◆ Reading passage:
>>>>>

Scientists in California have created a living organism with genetic code comprised of six letters rather than four, the first time a living organism has been made from artificial genetic building blocks.
Organic life is generally built using the nucleotides A, T, C, and G bound together in a double-helix, but researchers at The Scripps Research Institute (TSRI) have successfully added a single X and Y nucleotide pair to the genetic code of an E. Coli bacterium, according to the New York Times.
TSRI Associate Professor Floyd E. Romesberg, who led the research team, said:
“Life on Earth in all its diversity is encoded by only two pairs of DNA bases, A-T and C-G, and what we’ve made is an organism that stably contains those two plus a third, unnatural pair of bases. This shows that other solutions to storing information are possible and, of course, takes us closer to an expanded-DNA biology that will have many exciting applications—from new medicines to new kinds of nanotechnology.”

<<<<<

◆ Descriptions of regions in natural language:
>>>>>

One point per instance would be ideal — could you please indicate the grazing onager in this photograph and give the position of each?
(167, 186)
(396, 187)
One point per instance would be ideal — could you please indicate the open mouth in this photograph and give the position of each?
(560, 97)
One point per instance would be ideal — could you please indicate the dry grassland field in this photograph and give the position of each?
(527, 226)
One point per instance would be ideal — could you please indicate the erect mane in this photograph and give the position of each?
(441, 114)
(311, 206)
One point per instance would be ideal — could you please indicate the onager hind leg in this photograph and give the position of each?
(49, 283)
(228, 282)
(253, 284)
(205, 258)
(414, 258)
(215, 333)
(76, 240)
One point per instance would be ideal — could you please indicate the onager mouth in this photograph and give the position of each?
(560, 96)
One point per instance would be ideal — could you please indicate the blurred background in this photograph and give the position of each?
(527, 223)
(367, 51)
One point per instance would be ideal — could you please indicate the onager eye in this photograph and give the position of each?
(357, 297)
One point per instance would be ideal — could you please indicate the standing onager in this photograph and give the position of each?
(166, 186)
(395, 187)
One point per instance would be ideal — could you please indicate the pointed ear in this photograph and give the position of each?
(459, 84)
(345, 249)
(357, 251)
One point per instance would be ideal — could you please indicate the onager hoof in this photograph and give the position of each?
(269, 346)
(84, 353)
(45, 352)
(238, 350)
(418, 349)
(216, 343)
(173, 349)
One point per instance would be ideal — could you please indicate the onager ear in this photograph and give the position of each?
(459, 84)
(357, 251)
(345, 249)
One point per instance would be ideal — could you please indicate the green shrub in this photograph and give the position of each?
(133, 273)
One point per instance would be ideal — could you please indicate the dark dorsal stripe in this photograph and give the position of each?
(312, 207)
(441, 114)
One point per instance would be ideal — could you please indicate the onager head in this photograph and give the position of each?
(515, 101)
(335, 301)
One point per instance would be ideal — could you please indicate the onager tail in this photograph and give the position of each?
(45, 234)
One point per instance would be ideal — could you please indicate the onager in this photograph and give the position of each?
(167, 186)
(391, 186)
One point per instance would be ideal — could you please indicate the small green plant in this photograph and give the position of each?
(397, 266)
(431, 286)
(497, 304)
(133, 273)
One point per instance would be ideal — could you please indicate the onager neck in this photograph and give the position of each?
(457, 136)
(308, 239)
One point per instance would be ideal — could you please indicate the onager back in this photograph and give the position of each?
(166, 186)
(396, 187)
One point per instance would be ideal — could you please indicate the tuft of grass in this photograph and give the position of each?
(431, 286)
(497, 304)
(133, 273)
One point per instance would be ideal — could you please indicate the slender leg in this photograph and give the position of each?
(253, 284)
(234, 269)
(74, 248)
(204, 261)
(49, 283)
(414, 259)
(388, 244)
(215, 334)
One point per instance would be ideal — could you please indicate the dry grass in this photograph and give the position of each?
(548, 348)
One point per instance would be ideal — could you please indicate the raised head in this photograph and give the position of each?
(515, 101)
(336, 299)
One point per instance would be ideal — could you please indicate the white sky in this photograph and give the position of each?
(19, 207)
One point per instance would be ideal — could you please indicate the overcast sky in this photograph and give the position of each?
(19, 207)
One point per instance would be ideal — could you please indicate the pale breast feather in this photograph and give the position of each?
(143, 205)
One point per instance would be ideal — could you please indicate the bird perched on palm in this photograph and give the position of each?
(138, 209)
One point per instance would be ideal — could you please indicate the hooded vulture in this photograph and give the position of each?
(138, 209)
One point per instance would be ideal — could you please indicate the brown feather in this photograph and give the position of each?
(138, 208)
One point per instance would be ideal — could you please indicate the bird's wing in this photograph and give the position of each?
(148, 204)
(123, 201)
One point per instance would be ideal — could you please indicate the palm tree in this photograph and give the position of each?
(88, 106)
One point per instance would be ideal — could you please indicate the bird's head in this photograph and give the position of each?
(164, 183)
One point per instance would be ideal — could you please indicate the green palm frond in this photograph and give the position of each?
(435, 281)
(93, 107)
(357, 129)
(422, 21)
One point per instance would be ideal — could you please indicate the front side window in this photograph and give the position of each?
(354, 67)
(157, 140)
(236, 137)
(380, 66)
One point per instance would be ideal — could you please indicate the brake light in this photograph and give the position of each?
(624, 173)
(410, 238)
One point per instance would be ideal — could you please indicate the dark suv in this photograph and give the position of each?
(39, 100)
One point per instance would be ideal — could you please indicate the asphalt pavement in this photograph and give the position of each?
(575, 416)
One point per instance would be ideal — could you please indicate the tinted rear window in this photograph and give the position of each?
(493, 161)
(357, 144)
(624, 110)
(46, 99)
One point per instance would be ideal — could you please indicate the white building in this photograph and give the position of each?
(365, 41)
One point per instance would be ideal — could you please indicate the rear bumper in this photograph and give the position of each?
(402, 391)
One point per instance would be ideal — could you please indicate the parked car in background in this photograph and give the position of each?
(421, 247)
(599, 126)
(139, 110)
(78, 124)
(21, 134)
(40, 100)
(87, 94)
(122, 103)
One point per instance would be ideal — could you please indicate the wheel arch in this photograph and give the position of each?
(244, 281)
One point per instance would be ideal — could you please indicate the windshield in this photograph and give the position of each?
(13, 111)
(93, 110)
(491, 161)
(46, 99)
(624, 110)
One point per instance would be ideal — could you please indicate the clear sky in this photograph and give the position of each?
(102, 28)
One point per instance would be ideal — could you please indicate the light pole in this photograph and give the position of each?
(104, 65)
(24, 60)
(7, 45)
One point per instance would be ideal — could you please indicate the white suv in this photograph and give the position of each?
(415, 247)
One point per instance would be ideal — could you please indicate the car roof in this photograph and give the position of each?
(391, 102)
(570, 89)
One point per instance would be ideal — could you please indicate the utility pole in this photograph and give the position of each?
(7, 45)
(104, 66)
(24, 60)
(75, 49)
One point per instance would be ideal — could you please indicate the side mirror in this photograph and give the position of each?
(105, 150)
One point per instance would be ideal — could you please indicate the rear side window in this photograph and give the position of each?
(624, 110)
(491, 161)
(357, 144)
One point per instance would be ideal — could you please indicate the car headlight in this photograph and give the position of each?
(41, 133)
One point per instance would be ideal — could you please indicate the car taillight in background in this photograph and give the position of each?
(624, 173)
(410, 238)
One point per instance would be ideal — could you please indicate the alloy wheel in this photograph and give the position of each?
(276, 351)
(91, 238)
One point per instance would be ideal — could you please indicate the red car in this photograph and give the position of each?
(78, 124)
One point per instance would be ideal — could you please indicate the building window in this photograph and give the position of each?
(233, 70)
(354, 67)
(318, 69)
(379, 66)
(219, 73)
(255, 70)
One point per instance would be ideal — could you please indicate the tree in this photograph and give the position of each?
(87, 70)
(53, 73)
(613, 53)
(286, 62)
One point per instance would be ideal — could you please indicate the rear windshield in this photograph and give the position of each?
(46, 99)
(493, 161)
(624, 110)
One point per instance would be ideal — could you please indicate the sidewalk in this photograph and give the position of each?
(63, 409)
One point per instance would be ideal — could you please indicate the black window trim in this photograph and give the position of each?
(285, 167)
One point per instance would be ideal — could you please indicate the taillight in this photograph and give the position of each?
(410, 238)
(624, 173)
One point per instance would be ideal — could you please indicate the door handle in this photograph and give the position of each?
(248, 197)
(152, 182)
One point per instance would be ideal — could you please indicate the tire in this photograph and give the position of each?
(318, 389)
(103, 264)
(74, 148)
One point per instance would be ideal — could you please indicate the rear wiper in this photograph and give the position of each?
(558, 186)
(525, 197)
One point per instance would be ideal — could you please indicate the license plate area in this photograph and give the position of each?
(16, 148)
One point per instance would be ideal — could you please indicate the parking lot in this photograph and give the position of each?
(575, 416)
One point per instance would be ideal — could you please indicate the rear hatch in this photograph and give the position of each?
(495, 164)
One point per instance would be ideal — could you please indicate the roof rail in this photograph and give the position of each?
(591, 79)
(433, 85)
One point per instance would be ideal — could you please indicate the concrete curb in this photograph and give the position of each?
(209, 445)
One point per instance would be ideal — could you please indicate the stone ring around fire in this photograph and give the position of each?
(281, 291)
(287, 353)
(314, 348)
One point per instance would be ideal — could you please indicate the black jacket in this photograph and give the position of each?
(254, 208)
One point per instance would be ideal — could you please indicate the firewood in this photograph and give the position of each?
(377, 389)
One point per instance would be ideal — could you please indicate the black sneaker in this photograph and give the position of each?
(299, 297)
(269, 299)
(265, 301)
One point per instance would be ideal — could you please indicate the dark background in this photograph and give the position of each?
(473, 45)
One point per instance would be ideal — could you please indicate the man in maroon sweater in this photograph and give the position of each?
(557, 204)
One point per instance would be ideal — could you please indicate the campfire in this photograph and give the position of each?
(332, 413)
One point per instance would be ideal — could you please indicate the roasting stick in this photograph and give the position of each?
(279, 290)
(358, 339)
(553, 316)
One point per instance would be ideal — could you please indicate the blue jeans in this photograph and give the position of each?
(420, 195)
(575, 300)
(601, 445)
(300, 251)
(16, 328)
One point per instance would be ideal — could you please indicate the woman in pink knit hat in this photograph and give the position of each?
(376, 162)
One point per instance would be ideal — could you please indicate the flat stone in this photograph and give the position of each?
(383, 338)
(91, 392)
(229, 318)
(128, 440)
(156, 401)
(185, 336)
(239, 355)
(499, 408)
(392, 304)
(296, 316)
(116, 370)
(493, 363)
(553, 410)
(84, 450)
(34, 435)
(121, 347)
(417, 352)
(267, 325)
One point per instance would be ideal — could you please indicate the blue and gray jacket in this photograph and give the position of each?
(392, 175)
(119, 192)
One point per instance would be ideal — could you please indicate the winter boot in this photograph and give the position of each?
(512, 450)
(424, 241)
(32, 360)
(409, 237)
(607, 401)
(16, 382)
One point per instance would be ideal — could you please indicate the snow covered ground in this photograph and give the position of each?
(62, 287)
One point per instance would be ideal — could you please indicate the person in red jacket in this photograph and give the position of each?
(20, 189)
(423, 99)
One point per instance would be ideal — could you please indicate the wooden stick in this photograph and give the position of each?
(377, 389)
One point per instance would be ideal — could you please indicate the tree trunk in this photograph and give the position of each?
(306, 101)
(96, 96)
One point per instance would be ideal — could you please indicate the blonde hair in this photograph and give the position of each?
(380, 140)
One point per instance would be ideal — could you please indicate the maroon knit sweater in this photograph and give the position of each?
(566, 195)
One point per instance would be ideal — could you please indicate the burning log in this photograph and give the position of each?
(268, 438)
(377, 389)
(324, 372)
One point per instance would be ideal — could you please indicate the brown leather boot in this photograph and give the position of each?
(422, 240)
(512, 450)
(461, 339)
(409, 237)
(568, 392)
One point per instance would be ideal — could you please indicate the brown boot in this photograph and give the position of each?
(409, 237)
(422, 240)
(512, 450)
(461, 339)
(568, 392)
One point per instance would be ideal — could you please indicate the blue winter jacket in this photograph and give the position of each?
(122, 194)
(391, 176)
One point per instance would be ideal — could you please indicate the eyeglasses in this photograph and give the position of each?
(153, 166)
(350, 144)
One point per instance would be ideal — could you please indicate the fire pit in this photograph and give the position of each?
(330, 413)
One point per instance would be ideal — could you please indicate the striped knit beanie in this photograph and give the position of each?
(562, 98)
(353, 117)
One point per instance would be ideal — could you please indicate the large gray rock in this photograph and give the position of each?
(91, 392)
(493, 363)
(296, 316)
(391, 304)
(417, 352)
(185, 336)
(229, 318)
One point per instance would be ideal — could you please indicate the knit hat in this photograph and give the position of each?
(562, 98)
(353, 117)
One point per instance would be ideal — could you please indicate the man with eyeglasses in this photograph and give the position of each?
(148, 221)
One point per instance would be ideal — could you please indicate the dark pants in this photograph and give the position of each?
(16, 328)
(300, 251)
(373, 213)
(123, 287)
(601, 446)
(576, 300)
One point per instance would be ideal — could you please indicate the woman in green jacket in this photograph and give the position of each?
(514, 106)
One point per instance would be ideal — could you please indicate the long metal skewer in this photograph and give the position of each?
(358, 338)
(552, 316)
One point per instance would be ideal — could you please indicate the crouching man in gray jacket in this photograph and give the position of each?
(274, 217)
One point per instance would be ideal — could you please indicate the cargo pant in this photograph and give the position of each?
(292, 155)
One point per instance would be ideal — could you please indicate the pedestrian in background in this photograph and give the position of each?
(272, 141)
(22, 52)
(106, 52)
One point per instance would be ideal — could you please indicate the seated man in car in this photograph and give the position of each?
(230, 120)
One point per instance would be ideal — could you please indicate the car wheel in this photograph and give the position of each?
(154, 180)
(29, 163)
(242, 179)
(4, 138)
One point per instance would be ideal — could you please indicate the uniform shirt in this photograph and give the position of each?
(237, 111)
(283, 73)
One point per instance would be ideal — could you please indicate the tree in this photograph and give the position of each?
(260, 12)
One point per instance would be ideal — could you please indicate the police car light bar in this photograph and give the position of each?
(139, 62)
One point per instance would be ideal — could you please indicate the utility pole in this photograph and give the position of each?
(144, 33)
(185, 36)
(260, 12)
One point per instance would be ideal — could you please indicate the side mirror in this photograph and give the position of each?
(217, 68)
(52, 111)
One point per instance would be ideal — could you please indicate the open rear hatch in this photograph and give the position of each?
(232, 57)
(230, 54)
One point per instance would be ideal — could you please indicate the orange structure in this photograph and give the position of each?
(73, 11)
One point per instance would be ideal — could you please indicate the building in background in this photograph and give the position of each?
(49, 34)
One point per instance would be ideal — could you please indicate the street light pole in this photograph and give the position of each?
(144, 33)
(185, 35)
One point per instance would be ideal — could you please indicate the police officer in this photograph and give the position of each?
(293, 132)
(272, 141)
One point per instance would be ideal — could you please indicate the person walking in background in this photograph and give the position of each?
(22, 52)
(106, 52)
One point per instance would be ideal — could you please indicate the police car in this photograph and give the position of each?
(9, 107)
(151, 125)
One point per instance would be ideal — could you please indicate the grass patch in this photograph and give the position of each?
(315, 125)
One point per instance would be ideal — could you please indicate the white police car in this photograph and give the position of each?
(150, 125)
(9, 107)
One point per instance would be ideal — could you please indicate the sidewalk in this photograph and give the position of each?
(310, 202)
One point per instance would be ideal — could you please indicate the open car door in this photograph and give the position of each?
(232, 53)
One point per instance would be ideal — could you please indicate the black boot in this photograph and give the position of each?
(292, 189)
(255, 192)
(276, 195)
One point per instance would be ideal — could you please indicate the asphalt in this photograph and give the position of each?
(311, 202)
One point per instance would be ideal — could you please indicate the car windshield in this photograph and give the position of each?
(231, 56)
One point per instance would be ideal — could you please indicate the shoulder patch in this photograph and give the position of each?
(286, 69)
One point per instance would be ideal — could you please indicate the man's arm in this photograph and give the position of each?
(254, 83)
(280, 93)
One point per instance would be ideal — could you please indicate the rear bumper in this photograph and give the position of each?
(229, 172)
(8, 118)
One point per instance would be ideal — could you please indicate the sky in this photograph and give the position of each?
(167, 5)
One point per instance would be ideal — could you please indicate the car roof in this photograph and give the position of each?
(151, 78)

<<<<<

◆ Actions to take:
a - Answer these questions from the passage on the six-letter genetic code:
(i) What kind of bacterium received the added nucleotide pair?
(ii) Who led the research team?
(iii) According to the quoted statement, which two pairs of DNA bases encode life on Earth?
b - Go on with the passage on the six-letter genetic code, starting after its final sentence.
The items are not needed for any of the work here.

◆ Solved problems:
a -
(i) An E. Coli bacterium
(ii) TSRI Associate Professor Floyd E. Romesberg
(iii) A-T and C-G

b -
The scientists have not yet shown whether the new alien bacterium can produce novel proteins with the extra genetic information, and it needs to feed on synthetic molecules to survive so cannot infect other organisms in its current form.
However, by making these changes to the genetic code, the scientists have for the first time created an ‘alien’ life-form, which breaks into new territory for genetic manipulation from an ethical and legal standpoint.